→ Exercise
Repeat each record below exactly, dropping the pictures.
┌─ Material provided
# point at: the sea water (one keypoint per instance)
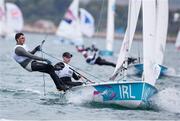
(32, 96)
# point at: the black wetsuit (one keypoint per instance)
(39, 66)
(66, 78)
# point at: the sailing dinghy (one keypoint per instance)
(110, 30)
(129, 92)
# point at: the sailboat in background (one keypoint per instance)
(87, 23)
(110, 29)
(177, 44)
(11, 19)
(2, 18)
(73, 26)
(129, 92)
(161, 23)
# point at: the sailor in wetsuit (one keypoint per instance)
(30, 62)
(66, 72)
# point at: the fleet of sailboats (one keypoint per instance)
(126, 92)
(74, 25)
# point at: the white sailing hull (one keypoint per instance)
(126, 94)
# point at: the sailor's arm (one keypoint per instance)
(35, 50)
(75, 76)
(22, 52)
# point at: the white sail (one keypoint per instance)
(149, 40)
(14, 15)
(161, 29)
(177, 44)
(2, 17)
(87, 23)
(133, 12)
(69, 27)
(110, 25)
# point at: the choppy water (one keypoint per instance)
(22, 93)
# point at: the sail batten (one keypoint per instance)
(110, 25)
(133, 13)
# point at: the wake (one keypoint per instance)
(167, 100)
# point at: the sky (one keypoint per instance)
(173, 4)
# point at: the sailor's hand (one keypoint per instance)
(38, 48)
(48, 61)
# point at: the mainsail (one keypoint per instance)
(87, 23)
(133, 12)
(69, 27)
(110, 25)
(161, 29)
(177, 44)
(2, 17)
(11, 19)
(14, 17)
(155, 24)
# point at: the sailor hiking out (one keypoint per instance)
(65, 71)
(31, 62)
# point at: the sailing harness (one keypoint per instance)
(87, 80)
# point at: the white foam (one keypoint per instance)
(168, 100)
(80, 96)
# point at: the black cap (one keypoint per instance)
(67, 54)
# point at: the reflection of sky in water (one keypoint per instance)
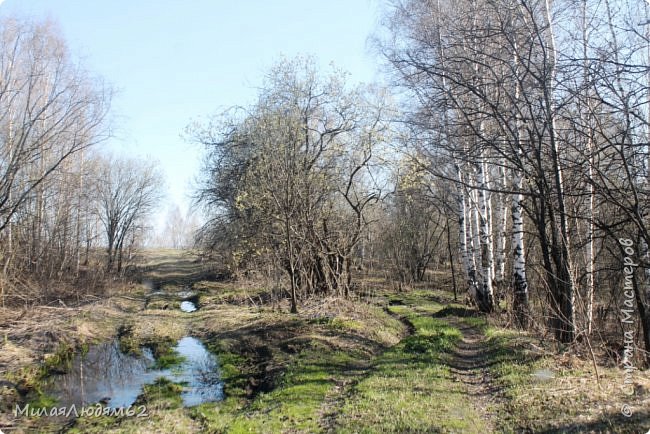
(106, 373)
(188, 306)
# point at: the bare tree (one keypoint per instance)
(127, 192)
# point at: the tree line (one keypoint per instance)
(61, 200)
(516, 153)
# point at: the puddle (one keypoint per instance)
(106, 374)
(188, 306)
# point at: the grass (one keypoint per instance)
(341, 366)
(411, 388)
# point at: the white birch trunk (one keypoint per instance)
(501, 218)
(486, 296)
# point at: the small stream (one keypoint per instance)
(106, 374)
(188, 306)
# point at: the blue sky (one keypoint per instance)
(175, 61)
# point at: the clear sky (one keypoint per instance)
(174, 61)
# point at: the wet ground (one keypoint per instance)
(106, 374)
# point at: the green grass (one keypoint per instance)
(411, 388)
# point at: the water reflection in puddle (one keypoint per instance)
(106, 374)
(188, 306)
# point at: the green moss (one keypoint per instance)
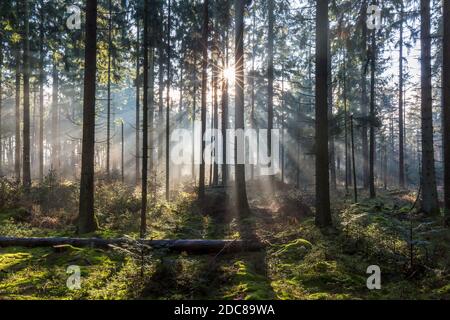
(248, 284)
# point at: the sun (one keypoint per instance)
(228, 73)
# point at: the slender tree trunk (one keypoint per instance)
(160, 96)
(138, 103)
(201, 183)
(241, 192)
(41, 100)
(26, 100)
(108, 98)
(252, 79)
(323, 212)
(143, 228)
(151, 102)
(1, 106)
(429, 191)
(122, 145)
(332, 149)
(347, 158)
(355, 187)
(282, 111)
(364, 102)
(168, 106)
(401, 157)
(225, 105)
(194, 113)
(446, 108)
(17, 118)
(86, 220)
(270, 75)
(372, 118)
(55, 136)
(216, 108)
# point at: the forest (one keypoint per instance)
(224, 150)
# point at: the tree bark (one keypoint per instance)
(270, 75)
(168, 105)
(143, 227)
(401, 156)
(17, 117)
(364, 109)
(241, 192)
(446, 108)
(26, 100)
(138, 102)
(372, 118)
(201, 182)
(323, 212)
(86, 219)
(41, 99)
(55, 136)
(429, 191)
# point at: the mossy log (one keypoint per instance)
(197, 246)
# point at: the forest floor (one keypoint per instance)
(300, 261)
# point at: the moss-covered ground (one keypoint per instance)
(300, 261)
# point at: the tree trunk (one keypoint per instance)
(143, 227)
(270, 76)
(108, 98)
(429, 191)
(86, 219)
(1, 105)
(225, 104)
(41, 99)
(201, 182)
(55, 136)
(364, 111)
(446, 108)
(372, 118)
(17, 117)
(241, 192)
(401, 156)
(138, 103)
(332, 149)
(323, 212)
(26, 100)
(168, 106)
(215, 73)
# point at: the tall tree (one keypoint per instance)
(108, 98)
(201, 183)
(270, 74)
(168, 98)
(241, 192)
(372, 149)
(17, 109)
(26, 99)
(86, 219)
(1, 101)
(364, 102)
(138, 100)
(323, 212)
(41, 96)
(145, 126)
(446, 108)
(428, 179)
(55, 134)
(401, 156)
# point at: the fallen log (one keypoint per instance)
(189, 245)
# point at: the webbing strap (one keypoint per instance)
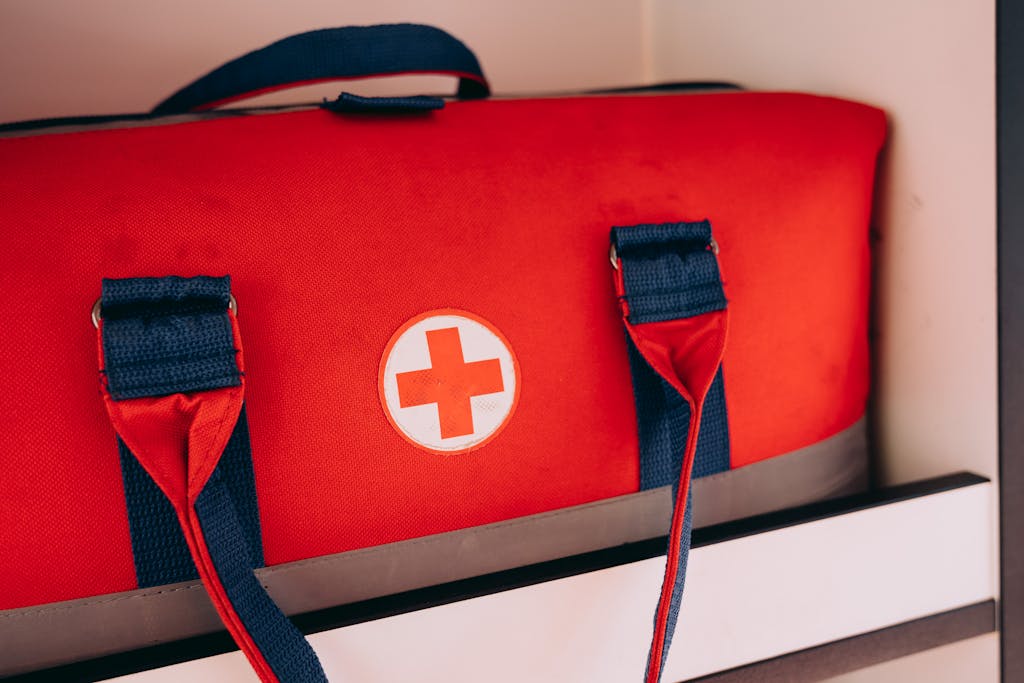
└─
→ Finished task
# point at: the sea water (one keypoint per instance)
(32, 96)
# point at: the black wetsuit (one keypoint per instance)
(39, 66)
(66, 78)
# point at: the sailing dinghy (one keypoint per instance)
(110, 30)
(129, 92)
# point at: the sailboat in background (one keypoint per instance)
(87, 23)
(110, 29)
(177, 44)
(11, 19)
(2, 18)
(73, 26)
(129, 92)
(161, 23)
# point at: the sailor in wetsuit (one keypoint per instance)
(30, 62)
(66, 72)
# point at: the fleet of sailboats (one keypoint per instance)
(126, 92)
(74, 25)
# point at: the white sailing hull (one keypoint per instance)
(126, 94)
# point at: the sailor's arm (one keypoint per instance)
(35, 50)
(75, 76)
(22, 52)
# point at: the white sail (one keypoint per instance)
(149, 40)
(14, 15)
(161, 29)
(177, 44)
(2, 17)
(87, 23)
(133, 12)
(69, 27)
(110, 25)
# point at: the choppy water (one keypoint per instance)
(22, 93)
# point at: the sail batten (one keypoint per instance)
(110, 25)
(133, 13)
# point at: the wake (one keypoint per instance)
(167, 100)
# point at: the sky (one keypoint per instance)
(173, 4)
# point at: the sailor's hand (one keypoint per instance)
(38, 48)
(48, 61)
# point at: the mainsail (one keypoint per instance)
(87, 23)
(133, 12)
(69, 27)
(110, 25)
(161, 29)
(177, 44)
(2, 17)
(11, 19)
(14, 17)
(155, 24)
# point at: the sailor hiking out (one keypoint per instance)
(65, 71)
(31, 62)
# point at: the sailing harness (one keypoint per instance)
(87, 80)
# point at: the white foam (one keypoint per instance)
(168, 100)
(80, 96)
# point at: the black cap (one keypoint per instance)
(67, 54)
# point at: the reflection of sky in water (one keypoint per instance)
(106, 373)
(188, 306)
# point at: the bare tree (one keypoint per instance)
(127, 192)
# point at: the tree line (one keypoint per instance)
(61, 200)
(516, 153)
# point at: the puddle (one keypoint per instance)
(106, 374)
(188, 306)
# point at: the grass (one keypoint per instance)
(341, 366)
(411, 388)
# point at: the white birch trunk (one keypoint per instance)
(501, 218)
(486, 296)
# point at: the small stream (one keypoint per instance)
(106, 374)
(188, 306)
# point at: the blue sky (one keypoint per instance)
(175, 61)
# point at: the clear sky (one keypoint per instance)
(174, 61)
# point at: the wet ground (one keypoint per instance)
(106, 374)
# point at: the green grass (one keypoint per instance)
(411, 388)
# point at: the water reflection in puddle (one keypoint per instance)
(106, 374)
(188, 306)
# point at: the green moss (one keypoint per instance)
(248, 284)
# point at: the sun (one keypoint per instance)
(228, 73)
# point at: the slender tree trunk (one keypoint per instance)
(160, 96)
(138, 103)
(201, 183)
(241, 192)
(41, 100)
(26, 100)
(108, 98)
(252, 79)
(323, 212)
(143, 228)
(151, 102)
(1, 106)
(429, 191)
(122, 145)
(332, 149)
(347, 158)
(355, 187)
(282, 111)
(364, 102)
(168, 106)
(401, 157)
(225, 105)
(194, 113)
(446, 108)
(17, 118)
(86, 220)
(270, 75)
(372, 118)
(55, 136)
(216, 108)
# point at: the forest (one keypoint per instance)
(224, 150)
# point at: the tree bark (one keypoint per instance)
(270, 75)
(168, 105)
(143, 227)
(401, 156)
(17, 117)
(364, 109)
(241, 192)
(446, 108)
(26, 100)
(138, 102)
(372, 118)
(201, 182)
(323, 212)
(86, 219)
(41, 99)
(55, 136)
(429, 191)
# point at: the mossy log (one keypoint per instance)
(197, 246)
# point at: the forest floor (one keypoint per instance)
(300, 261)
# point at: the moss-covered ground (one keypoint per instance)
(300, 261)
# point at: the tree trunk (one keypoint per instance)
(143, 227)
(270, 76)
(108, 98)
(429, 191)
(86, 219)
(1, 105)
(225, 104)
(41, 99)
(201, 182)
(55, 136)
(364, 111)
(446, 108)
(372, 118)
(17, 117)
(241, 192)
(401, 156)
(138, 103)
(332, 149)
(323, 212)
(26, 100)
(168, 106)
(215, 73)
# point at: the tall tree (one keypoint per instance)
(108, 98)
(201, 183)
(270, 74)
(168, 98)
(241, 192)
(372, 149)
(17, 109)
(26, 99)
(86, 219)
(1, 101)
(364, 102)
(138, 100)
(323, 212)
(41, 96)
(145, 126)
(446, 108)
(428, 179)
(55, 134)
(401, 156)
# point at: the fallen log (one keypoint per instance)
(189, 245)
# point at: the webbing strap (one keypoint per instance)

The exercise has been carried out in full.